REQUIREMENTS
Lines before the one containing "Reviewer note: confirm that each instance of the overhead" are excluded; retype that line and all remaining lines of the material exactly.

EXTRACTED DATA
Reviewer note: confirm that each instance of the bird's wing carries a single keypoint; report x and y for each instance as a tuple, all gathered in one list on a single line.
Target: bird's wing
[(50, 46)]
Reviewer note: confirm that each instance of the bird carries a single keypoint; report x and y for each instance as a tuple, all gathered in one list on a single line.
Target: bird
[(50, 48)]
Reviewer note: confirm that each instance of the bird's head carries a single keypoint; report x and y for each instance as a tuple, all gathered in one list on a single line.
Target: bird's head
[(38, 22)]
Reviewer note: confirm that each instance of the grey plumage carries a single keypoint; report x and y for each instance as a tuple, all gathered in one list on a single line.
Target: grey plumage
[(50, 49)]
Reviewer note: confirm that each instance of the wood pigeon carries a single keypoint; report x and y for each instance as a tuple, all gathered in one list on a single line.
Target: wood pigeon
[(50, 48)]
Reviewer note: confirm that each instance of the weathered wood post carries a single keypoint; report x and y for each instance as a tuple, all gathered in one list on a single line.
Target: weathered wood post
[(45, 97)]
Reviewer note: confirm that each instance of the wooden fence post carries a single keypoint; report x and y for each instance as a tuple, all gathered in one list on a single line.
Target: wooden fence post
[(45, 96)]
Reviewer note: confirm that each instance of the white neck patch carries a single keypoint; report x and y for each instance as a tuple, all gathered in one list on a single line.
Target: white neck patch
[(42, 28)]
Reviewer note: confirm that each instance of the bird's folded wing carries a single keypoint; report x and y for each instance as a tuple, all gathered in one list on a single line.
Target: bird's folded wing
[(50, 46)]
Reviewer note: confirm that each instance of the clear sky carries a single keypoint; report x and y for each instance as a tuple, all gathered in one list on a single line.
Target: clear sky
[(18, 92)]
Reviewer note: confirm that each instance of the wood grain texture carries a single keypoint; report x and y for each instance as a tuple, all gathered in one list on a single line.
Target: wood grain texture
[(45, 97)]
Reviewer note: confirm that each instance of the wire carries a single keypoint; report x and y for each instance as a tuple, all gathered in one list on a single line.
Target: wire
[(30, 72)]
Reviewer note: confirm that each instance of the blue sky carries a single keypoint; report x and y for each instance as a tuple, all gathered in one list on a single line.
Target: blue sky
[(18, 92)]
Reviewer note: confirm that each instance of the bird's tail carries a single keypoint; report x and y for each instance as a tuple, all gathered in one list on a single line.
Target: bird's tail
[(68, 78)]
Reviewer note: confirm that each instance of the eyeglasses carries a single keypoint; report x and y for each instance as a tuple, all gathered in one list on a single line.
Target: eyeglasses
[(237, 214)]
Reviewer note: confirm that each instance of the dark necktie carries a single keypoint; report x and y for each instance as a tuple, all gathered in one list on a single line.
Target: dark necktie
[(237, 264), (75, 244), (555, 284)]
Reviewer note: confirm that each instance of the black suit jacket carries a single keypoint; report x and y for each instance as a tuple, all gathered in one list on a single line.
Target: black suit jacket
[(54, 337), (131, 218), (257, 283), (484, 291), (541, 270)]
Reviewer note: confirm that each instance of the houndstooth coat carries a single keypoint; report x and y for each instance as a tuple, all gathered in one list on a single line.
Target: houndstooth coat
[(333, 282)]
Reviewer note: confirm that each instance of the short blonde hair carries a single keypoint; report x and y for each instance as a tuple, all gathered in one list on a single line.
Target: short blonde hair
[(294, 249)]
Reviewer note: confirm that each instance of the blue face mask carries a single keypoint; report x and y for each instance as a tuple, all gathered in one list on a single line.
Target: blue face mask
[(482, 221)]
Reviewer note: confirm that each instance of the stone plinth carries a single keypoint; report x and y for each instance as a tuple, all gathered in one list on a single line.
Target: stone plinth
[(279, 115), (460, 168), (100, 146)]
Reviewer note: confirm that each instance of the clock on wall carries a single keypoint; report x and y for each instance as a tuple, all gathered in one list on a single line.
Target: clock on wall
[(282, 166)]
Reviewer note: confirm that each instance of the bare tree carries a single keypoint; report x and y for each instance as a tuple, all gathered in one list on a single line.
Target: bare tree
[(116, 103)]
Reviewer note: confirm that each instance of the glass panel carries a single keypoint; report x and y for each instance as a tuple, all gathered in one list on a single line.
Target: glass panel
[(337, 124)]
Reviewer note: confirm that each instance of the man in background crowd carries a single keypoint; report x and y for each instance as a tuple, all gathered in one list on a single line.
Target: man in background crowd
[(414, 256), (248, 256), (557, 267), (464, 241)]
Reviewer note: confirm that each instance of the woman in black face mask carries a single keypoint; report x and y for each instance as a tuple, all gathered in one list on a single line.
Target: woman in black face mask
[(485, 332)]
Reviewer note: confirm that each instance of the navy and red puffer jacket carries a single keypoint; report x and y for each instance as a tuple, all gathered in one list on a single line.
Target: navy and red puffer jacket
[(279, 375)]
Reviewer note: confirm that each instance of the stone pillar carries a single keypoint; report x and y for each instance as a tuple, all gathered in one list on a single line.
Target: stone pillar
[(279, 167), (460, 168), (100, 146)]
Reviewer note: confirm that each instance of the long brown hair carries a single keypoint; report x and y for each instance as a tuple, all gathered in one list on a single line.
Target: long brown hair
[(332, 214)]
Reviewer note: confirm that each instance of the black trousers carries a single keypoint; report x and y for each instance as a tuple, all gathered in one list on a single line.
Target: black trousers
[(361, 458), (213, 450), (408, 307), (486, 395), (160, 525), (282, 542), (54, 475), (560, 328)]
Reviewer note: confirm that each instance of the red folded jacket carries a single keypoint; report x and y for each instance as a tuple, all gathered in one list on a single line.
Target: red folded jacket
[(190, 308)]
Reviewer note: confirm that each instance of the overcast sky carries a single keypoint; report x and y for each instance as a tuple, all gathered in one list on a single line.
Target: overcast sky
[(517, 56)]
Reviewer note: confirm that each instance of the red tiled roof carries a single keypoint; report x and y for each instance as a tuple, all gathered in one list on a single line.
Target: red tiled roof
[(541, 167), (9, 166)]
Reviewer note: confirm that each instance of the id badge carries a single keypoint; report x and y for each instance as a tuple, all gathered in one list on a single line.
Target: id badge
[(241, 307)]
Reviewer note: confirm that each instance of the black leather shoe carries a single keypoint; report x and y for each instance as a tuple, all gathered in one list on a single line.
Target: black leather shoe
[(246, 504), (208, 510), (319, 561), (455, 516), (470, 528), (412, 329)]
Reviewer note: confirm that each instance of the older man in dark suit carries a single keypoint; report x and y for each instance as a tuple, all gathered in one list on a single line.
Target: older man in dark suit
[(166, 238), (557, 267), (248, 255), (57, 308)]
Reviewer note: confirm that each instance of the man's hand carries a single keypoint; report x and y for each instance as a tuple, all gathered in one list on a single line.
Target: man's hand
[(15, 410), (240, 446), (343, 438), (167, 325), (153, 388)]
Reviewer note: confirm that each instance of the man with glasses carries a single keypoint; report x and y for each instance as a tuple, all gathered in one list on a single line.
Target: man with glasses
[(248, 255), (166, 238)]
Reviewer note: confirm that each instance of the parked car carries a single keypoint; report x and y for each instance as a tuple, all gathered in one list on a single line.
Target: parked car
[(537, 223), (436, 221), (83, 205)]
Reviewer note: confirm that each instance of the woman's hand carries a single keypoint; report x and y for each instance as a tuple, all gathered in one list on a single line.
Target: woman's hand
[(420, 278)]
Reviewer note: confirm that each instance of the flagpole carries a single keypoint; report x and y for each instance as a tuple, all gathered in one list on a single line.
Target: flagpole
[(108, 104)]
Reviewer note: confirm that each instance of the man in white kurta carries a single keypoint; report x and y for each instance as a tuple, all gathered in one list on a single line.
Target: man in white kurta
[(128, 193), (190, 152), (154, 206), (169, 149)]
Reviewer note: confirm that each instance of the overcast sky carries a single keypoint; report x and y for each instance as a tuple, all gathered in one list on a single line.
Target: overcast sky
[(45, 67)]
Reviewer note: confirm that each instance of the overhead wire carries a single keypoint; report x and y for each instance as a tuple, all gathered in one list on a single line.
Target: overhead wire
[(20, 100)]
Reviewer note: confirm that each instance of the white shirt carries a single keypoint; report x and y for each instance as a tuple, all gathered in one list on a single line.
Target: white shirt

RESPONSE TO THIS EXERCISE
Reviewer note: confirm that each instance of the overhead wire carries a single keypoint; report x and y for each instance as a tuple, all gathered in one list on a single line.
Target: overhead wire
[(20, 100)]
Reviewer note: confirm that each instance of the white shirt carries a single keypoint; report x and y for each instance as a tuple, all gathered in one list on a single line.
Target: white shirt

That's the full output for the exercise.